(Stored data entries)
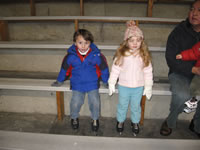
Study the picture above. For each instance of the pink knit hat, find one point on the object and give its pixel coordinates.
(132, 30)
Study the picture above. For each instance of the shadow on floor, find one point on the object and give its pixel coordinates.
(40, 123)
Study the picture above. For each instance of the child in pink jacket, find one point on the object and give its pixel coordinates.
(187, 55)
(132, 69)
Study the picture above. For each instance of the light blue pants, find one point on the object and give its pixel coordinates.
(77, 101)
(132, 96)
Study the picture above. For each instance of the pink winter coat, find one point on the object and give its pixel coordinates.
(131, 73)
(192, 54)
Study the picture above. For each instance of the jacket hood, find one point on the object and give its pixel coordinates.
(72, 49)
(185, 25)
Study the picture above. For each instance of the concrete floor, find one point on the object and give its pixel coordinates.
(40, 123)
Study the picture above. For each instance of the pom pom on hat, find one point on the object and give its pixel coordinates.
(132, 30)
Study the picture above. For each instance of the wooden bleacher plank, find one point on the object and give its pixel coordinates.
(92, 18)
(33, 45)
(45, 85)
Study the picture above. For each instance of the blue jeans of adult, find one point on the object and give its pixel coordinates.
(77, 101)
(180, 88)
(133, 96)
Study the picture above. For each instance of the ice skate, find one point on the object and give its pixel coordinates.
(189, 110)
(135, 128)
(120, 127)
(192, 103)
(75, 123)
(95, 126)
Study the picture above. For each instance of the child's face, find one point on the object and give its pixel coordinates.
(82, 44)
(134, 43)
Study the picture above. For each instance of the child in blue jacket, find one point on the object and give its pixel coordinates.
(85, 65)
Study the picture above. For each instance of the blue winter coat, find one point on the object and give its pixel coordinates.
(84, 74)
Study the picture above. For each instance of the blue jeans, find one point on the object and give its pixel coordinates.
(180, 88)
(132, 96)
(77, 101)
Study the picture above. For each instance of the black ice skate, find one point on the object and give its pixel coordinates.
(75, 123)
(135, 128)
(120, 127)
(95, 125)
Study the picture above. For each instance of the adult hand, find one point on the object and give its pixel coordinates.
(196, 70)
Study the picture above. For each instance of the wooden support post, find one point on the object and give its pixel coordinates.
(81, 8)
(142, 109)
(76, 25)
(4, 30)
(32, 7)
(150, 8)
(60, 105)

_TASK INSTRUCTIONS:_
Could you reproduce the lines above, from the one that holds "child in blue" through the last, exactly as they stand?

_PROBLEM SOLUTION:_
Study the picture above. For each instance of the child in blue jacket, find one point on the object and give its pixel coordinates.
(85, 65)
Study the picture above. For each instance of the blue winter coat, find one point on the object and give its pixel coordinates.
(84, 74)
Study the picture above. For each instance of the blue jeans, find one point on the object and give its pixel coordinates.
(180, 88)
(132, 96)
(77, 101)
Study the picture above. For each instance of the black ice skate, find one point on the object and give its pixel coordinates.
(75, 123)
(135, 128)
(120, 127)
(95, 125)
Study the picture above. For each instance of the adult hand, find one point on the object and give its pixel coordinates.
(196, 70)
Study the picture above. For each instance of the wooden support post, find one point on the object and give its pixel coordinates.
(81, 8)
(142, 109)
(76, 25)
(4, 30)
(32, 7)
(150, 8)
(60, 105)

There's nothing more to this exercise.